Goal =>
Locate each line in the data below that contains the word "bench" and copy those lines out. Case counts.

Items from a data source
####################

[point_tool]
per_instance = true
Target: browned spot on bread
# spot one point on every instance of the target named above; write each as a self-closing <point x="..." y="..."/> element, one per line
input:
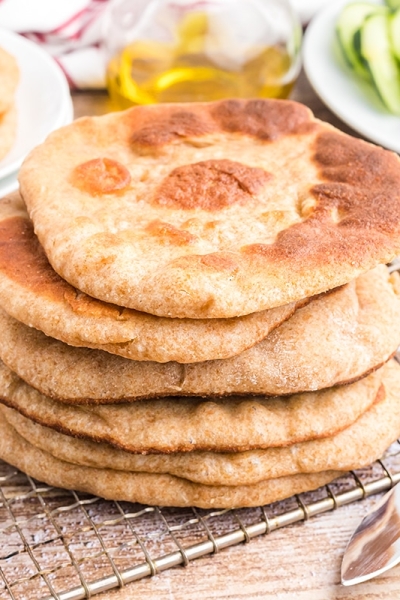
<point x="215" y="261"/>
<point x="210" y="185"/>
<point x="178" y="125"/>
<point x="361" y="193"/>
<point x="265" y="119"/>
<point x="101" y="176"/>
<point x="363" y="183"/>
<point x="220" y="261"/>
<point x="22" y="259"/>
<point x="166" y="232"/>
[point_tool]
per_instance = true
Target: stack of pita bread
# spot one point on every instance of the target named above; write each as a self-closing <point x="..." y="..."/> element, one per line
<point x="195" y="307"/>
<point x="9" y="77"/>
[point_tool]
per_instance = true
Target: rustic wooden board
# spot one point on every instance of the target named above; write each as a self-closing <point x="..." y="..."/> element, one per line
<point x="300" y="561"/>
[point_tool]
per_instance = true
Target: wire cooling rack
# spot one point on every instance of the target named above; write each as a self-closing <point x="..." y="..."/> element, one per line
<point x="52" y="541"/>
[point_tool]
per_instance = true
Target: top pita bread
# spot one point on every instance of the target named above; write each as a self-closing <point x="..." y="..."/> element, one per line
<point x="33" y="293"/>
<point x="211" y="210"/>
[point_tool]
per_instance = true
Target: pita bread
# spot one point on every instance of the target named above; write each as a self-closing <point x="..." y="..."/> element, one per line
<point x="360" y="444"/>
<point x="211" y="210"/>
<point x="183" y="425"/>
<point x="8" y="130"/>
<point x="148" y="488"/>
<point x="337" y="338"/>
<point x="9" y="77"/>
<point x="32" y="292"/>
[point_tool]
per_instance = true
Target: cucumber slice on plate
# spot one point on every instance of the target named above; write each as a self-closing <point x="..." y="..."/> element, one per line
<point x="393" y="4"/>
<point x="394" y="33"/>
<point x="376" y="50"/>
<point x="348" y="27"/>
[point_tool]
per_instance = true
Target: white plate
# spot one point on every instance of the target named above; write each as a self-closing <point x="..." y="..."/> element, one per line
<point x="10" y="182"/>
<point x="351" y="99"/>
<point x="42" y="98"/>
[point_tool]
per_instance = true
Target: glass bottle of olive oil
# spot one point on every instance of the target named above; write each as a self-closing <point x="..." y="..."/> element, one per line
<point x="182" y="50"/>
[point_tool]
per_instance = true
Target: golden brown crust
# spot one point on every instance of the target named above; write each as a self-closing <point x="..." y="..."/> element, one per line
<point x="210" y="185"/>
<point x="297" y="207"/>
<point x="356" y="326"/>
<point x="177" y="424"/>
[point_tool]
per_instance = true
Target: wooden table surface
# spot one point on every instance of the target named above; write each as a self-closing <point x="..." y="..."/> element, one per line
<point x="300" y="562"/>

####################

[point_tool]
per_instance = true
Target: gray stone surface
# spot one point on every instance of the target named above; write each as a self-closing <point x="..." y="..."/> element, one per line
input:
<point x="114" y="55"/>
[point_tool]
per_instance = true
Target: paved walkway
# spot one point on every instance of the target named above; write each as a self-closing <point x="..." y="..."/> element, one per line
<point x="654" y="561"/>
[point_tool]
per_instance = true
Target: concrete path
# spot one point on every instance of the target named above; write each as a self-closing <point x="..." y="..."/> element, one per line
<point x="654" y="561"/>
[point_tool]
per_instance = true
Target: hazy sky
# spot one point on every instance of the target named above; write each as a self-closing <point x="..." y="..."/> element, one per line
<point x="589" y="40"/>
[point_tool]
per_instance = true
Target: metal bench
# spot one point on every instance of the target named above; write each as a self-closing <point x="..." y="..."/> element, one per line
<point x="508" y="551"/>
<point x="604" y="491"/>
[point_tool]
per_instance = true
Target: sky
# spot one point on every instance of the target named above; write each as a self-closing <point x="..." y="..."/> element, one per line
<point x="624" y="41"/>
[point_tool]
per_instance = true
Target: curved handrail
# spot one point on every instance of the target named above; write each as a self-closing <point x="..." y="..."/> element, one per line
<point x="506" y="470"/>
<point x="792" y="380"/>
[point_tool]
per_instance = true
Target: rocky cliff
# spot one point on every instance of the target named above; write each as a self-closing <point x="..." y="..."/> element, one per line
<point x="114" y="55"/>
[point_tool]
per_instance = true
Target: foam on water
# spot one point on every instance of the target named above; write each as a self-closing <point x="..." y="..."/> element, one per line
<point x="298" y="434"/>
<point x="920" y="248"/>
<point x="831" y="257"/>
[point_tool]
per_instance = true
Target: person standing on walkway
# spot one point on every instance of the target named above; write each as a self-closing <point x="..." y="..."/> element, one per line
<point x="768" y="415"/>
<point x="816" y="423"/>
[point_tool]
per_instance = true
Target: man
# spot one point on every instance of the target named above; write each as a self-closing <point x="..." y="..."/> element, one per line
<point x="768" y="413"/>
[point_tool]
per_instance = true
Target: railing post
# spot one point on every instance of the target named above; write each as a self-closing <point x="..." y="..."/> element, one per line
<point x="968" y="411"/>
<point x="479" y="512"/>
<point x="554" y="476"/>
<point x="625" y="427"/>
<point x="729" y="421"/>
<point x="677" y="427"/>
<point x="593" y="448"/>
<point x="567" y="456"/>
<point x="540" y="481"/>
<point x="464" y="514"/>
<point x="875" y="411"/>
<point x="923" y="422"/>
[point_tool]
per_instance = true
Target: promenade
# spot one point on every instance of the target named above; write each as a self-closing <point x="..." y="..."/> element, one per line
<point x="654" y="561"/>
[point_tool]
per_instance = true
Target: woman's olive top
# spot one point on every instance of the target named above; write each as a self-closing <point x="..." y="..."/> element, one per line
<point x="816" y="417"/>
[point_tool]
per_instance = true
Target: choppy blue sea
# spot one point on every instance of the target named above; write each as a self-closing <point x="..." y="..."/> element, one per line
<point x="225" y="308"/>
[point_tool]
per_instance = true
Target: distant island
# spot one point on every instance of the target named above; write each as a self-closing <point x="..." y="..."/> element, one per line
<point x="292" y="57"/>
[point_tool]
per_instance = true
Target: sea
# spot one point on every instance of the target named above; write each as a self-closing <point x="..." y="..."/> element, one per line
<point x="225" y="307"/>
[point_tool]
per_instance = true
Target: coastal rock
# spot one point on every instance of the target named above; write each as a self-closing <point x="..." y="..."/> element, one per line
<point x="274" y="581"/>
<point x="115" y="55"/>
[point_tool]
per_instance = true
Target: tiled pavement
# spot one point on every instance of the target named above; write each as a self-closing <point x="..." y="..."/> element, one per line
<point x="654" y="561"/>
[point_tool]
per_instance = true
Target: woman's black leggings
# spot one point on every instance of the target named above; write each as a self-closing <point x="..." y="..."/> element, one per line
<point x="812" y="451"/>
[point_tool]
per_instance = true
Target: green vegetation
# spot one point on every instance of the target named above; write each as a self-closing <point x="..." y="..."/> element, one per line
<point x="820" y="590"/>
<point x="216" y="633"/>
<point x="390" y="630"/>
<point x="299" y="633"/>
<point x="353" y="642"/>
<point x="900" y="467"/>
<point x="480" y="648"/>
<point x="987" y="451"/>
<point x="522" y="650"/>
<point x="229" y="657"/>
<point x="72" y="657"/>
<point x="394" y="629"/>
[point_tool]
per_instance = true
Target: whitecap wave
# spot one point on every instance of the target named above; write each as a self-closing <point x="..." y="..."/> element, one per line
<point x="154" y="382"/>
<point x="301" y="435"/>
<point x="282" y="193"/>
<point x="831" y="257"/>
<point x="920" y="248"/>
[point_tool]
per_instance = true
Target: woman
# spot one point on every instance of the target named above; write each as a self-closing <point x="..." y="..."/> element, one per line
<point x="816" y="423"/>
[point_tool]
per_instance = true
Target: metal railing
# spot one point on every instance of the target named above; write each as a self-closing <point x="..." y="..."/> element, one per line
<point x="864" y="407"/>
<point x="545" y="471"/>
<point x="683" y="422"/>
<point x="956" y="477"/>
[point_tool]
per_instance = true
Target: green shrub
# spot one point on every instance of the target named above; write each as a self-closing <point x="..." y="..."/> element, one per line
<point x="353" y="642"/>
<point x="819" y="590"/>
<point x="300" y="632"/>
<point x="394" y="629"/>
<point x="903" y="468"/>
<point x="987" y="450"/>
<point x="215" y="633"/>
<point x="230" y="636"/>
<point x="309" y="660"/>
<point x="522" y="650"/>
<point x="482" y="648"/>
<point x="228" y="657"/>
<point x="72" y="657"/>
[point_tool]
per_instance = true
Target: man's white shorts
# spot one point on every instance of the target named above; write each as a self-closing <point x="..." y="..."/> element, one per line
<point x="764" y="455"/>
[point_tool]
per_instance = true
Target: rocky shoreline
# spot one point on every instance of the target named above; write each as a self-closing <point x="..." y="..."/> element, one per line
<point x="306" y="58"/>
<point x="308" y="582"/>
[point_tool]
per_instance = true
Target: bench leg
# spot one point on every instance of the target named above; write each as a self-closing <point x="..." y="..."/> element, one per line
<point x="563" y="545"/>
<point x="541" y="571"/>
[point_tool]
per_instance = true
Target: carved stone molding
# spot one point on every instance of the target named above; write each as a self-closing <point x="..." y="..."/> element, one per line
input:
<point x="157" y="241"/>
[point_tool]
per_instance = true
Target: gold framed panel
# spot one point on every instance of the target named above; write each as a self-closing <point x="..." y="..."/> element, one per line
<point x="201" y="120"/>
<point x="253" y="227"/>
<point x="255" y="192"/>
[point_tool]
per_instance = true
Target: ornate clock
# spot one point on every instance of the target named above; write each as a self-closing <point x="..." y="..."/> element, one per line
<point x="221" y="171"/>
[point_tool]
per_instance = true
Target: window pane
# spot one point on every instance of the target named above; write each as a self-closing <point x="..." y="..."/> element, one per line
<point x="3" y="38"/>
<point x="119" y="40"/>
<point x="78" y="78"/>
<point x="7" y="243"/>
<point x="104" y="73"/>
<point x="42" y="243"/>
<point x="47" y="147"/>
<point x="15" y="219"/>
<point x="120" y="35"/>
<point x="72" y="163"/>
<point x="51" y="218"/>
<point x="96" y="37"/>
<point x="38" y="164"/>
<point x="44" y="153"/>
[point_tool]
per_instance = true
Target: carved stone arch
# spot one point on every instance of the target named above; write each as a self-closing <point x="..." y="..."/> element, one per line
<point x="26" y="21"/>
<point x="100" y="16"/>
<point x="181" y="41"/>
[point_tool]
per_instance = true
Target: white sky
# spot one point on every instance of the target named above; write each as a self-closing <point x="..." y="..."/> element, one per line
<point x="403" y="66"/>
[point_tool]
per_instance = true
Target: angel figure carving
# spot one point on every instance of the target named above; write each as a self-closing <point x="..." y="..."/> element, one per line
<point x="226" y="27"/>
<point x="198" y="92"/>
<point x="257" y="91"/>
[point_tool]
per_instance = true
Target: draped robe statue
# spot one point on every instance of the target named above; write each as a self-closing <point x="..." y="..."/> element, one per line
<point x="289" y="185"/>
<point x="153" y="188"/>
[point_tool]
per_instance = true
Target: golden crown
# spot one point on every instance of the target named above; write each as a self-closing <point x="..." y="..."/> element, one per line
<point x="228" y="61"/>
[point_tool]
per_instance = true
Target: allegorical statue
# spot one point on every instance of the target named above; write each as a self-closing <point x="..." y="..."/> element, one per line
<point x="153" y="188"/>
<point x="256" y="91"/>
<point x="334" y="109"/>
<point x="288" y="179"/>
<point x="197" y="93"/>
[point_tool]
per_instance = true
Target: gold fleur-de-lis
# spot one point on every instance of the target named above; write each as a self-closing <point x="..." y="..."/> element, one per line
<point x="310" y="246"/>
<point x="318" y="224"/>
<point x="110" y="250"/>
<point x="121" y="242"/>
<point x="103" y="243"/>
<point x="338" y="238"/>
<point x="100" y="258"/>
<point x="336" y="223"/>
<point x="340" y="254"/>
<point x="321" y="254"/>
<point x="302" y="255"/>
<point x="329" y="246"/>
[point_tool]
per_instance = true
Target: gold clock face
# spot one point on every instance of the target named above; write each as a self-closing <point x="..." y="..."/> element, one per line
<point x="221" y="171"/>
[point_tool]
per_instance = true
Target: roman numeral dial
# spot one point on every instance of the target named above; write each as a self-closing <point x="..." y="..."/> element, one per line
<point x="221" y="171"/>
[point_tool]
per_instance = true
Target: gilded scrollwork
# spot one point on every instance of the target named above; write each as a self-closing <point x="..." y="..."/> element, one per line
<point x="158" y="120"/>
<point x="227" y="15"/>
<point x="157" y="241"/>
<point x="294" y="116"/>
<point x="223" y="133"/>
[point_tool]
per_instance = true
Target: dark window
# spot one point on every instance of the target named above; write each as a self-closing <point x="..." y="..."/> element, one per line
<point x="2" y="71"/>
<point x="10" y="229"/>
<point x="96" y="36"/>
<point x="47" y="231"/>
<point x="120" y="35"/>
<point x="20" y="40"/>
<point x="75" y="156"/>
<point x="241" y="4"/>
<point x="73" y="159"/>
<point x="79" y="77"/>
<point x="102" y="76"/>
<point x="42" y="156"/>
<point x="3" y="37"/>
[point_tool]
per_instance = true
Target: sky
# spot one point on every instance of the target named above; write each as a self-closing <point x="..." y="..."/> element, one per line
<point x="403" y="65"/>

####################

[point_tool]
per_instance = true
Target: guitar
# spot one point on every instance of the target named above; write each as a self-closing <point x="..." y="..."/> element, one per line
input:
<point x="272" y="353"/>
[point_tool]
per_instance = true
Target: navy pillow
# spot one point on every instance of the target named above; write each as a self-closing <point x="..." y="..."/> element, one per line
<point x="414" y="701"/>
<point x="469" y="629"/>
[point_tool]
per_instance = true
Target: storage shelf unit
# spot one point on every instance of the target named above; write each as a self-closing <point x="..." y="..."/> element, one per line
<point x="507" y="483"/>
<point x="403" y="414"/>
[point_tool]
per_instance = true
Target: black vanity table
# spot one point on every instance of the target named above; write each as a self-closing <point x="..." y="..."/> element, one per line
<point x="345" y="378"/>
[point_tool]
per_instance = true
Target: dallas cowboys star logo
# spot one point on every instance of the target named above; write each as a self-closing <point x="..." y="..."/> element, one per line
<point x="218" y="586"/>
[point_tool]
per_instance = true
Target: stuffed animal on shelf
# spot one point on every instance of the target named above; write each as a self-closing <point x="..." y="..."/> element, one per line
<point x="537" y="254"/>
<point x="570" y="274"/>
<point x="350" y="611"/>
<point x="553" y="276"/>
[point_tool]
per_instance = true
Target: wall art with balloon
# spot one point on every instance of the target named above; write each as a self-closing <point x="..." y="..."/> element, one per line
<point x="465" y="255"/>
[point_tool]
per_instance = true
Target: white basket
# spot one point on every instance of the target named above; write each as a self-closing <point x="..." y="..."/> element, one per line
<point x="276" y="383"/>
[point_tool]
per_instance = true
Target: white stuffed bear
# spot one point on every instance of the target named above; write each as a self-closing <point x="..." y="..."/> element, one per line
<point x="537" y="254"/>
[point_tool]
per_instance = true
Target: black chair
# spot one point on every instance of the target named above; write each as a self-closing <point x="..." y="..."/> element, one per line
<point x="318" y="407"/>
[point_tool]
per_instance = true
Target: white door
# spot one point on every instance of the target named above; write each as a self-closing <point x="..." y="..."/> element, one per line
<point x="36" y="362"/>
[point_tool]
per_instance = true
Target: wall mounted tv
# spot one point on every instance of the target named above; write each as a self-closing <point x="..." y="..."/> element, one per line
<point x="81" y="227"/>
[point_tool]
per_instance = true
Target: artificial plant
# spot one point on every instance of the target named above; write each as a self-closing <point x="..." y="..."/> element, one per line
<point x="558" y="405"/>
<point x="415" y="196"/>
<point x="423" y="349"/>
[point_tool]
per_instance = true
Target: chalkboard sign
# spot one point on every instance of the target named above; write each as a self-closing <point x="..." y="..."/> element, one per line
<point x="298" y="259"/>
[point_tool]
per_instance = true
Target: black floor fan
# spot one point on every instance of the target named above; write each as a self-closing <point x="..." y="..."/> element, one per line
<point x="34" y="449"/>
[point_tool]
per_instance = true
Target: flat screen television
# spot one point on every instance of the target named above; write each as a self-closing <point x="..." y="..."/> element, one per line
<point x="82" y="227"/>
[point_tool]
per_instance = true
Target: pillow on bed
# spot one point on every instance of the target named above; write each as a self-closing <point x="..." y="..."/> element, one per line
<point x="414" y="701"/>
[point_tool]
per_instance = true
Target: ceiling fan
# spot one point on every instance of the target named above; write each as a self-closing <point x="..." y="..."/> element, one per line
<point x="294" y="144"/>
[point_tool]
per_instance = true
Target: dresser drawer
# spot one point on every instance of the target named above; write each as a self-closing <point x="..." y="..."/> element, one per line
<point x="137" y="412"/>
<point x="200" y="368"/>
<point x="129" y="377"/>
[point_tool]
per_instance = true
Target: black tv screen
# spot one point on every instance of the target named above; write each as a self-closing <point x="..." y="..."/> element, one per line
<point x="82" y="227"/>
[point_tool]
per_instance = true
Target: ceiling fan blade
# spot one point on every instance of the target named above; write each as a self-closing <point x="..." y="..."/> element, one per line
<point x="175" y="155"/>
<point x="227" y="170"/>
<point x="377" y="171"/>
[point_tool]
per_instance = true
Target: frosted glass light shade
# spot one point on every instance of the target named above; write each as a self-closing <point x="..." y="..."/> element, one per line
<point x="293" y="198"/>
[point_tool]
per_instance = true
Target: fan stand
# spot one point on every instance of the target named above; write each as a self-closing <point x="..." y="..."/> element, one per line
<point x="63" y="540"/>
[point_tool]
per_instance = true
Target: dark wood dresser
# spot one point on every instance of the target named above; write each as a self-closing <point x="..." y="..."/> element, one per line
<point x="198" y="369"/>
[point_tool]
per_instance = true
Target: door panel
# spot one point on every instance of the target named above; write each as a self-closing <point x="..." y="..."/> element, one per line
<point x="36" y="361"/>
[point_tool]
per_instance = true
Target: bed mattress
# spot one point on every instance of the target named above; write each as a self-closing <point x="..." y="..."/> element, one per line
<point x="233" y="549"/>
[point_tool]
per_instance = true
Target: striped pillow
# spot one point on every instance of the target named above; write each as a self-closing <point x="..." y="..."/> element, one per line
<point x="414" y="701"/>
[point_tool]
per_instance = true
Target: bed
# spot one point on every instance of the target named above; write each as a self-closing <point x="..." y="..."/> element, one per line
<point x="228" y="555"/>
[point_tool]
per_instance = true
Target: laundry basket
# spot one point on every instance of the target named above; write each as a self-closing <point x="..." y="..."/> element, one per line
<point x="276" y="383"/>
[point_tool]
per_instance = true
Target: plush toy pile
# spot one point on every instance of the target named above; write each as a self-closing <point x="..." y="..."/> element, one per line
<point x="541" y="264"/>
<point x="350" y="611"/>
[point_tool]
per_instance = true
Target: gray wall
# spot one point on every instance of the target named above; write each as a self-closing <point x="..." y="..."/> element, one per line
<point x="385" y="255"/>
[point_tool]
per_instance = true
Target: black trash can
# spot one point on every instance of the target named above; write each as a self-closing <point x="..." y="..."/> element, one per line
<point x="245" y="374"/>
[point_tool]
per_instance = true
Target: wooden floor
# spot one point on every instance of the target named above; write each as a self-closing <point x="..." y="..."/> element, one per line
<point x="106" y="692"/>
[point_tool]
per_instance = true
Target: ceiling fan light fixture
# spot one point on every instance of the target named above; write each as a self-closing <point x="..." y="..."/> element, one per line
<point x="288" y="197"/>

####################

The reply =>
Target: metal bench
Target: bench leg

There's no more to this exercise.